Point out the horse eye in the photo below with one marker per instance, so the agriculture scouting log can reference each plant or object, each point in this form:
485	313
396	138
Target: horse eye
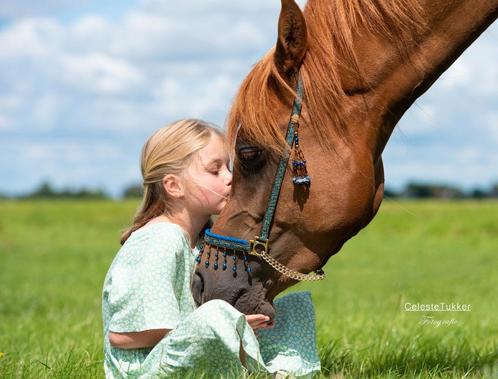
248	154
▬▬▬
[Exercise goal]: Copy out every line of the items above word for word, but leave out the pictures.

[Expected answer]:
Point out the horse eye in the photo below with one marker per instance, so the agriculture scouting log can reference each plant or object, each point in this form:
485	313
396	138
Target: horse eye
248	154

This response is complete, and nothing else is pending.